Exercise requirements
Convert all of the data below into a numbered list, one item per line, and drop any blank lines.

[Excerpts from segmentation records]

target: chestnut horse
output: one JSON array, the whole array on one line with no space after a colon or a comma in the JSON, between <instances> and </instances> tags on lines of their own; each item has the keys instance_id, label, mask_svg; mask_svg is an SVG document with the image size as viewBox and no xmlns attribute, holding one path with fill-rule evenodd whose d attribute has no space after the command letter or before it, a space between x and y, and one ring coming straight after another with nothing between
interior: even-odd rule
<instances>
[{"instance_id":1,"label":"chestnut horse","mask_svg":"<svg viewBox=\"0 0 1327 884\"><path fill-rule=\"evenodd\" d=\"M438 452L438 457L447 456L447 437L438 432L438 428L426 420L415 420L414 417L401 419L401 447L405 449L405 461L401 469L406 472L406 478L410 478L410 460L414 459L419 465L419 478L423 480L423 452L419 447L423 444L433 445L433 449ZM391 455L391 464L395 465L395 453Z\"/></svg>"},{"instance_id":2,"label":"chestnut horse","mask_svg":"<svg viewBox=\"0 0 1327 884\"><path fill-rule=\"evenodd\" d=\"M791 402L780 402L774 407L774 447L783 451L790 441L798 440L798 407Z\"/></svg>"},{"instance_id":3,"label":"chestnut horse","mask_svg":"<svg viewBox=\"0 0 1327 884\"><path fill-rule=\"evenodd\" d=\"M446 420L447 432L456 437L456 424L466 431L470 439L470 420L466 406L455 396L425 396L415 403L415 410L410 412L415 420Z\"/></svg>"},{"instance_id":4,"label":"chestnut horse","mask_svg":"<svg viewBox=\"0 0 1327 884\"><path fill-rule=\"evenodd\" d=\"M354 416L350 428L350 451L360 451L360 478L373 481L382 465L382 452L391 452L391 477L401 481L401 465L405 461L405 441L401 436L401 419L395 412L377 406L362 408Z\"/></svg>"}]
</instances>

Finished task
1. target: chestnut horse
2. output: one JSON array, the whole array on one line with no space after a colon or a comma in the JSON, between <instances> and </instances> tags on lines of their own; each item has the keys instance_id, label, mask_svg; mask_svg is an SVG document with the image size as viewBox and no xmlns attribute, holding one path with fill-rule evenodd whose d attribute has no space after the command letter or before it, a space between x and y, and one ring coming straight after another with nothing between
3. interior: even-odd rule
4. <instances>
5. [{"instance_id":1,"label":"chestnut horse","mask_svg":"<svg viewBox=\"0 0 1327 884\"><path fill-rule=\"evenodd\" d=\"M438 452L438 457L447 456L447 437L438 432L438 428L426 420L415 420L414 417L401 419L401 447L405 449L405 461L401 469L406 472L406 478L410 478L410 460L414 459L419 465L419 478L423 480L423 452L419 447L423 444L433 445L433 449ZM391 455L391 464L395 465L395 453Z\"/></svg>"},{"instance_id":2,"label":"chestnut horse","mask_svg":"<svg viewBox=\"0 0 1327 884\"><path fill-rule=\"evenodd\" d=\"M791 402L780 402L774 407L774 447L783 451L790 441L798 440L798 407Z\"/></svg>"},{"instance_id":3,"label":"chestnut horse","mask_svg":"<svg viewBox=\"0 0 1327 884\"><path fill-rule=\"evenodd\" d=\"M446 420L447 432L456 437L456 424L466 431L470 439L470 420L466 406L455 396L425 396L415 403L415 410L410 412L415 420Z\"/></svg>"},{"instance_id":4,"label":"chestnut horse","mask_svg":"<svg viewBox=\"0 0 1327 884\"><path fill-rule=\"evenodd\" d=\"M354 416L350 428L350 451L360 451L360 478L373 481L382 465L382 452L391 452L391 477L401 481L401 465L405 461L405 441L401 436L401 419L395 412L377 406L362 408Z\"/></svg>"}]
6. </instances>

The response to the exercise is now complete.